Text:
Smoking, Depression Tied to Lower Bone Accrual in Teen Girls

Alcohol intake found to be unrelated to bone outcome

TUESDAY, Dec. 4 (HealthDay News) -- Depression and smoking appear to have a negative impact on bone accrual in adolescent girls, according to a study published online Dec. 4 in the Journal of Adolescent Health.

To examine the impact of depression, anxiety, smoking, and alcohol use on bone accrual during adolescence, Lorah D. Dorn, Ph.D., from the Cincinnati Children's Hospital Medical Center, and colleagues measured total bone mineral content and bone mineral density (lumbar spine and total hip) at three annual visits in 262 healthy girls aged 11 to 19 years.

Records shown:
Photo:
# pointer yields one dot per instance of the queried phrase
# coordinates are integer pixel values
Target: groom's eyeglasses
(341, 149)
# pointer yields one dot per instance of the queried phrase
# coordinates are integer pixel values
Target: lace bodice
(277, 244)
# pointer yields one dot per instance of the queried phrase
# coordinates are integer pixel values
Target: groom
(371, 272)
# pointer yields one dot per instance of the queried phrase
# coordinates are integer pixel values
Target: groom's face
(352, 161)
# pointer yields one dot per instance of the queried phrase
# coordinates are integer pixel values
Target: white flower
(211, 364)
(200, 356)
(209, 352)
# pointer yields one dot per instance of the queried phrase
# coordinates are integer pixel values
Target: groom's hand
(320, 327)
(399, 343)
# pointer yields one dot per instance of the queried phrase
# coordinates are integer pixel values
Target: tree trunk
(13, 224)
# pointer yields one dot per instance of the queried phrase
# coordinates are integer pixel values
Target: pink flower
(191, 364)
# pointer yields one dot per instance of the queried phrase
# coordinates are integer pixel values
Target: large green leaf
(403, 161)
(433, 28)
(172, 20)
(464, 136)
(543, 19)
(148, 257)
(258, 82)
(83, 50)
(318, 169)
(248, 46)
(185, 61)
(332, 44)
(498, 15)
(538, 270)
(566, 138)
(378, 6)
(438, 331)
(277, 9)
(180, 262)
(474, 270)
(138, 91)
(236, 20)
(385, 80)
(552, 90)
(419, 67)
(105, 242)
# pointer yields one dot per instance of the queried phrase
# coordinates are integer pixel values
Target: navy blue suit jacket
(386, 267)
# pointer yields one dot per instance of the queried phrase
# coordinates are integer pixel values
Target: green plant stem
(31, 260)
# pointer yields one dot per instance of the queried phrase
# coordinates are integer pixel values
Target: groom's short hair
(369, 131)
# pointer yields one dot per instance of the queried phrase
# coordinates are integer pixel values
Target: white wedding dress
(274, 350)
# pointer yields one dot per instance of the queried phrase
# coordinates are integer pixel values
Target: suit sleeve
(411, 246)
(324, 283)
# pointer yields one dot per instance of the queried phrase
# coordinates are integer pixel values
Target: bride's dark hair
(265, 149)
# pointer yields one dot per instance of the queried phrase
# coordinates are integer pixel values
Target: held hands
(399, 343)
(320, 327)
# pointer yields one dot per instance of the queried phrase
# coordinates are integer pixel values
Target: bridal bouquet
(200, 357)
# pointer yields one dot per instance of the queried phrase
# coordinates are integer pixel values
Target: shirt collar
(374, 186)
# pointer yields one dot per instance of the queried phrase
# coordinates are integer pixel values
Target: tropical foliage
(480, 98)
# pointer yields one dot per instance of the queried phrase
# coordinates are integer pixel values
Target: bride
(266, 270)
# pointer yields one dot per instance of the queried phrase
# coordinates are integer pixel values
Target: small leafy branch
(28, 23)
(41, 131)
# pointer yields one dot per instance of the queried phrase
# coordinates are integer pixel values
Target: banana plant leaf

What needs to be done: Continue the news item on smoking, depression and bone accrual in teen girls from its last sentence. The data has no connection to the text.

Response to this exercise:
The researchers found that higher-frequency smokers had a lower rate of lumbar spine and total hip bone mineral density accrual. Those reporting more depressive symptoms had lower lumbar spine bone mineral density at all ages, although depressive symptoms did not affect total body bone mineral content. Alcohol intake was found to be unrelated to bone outcome.

"To our knowledge, our study is the first to test and demonstrate that smoking behavior and depressive symptoms in girls have a negative impact on bone accrual in adolescence," Dorn and colleagues conclude. "These findings have import for prevention of later osteoporosis and fractures."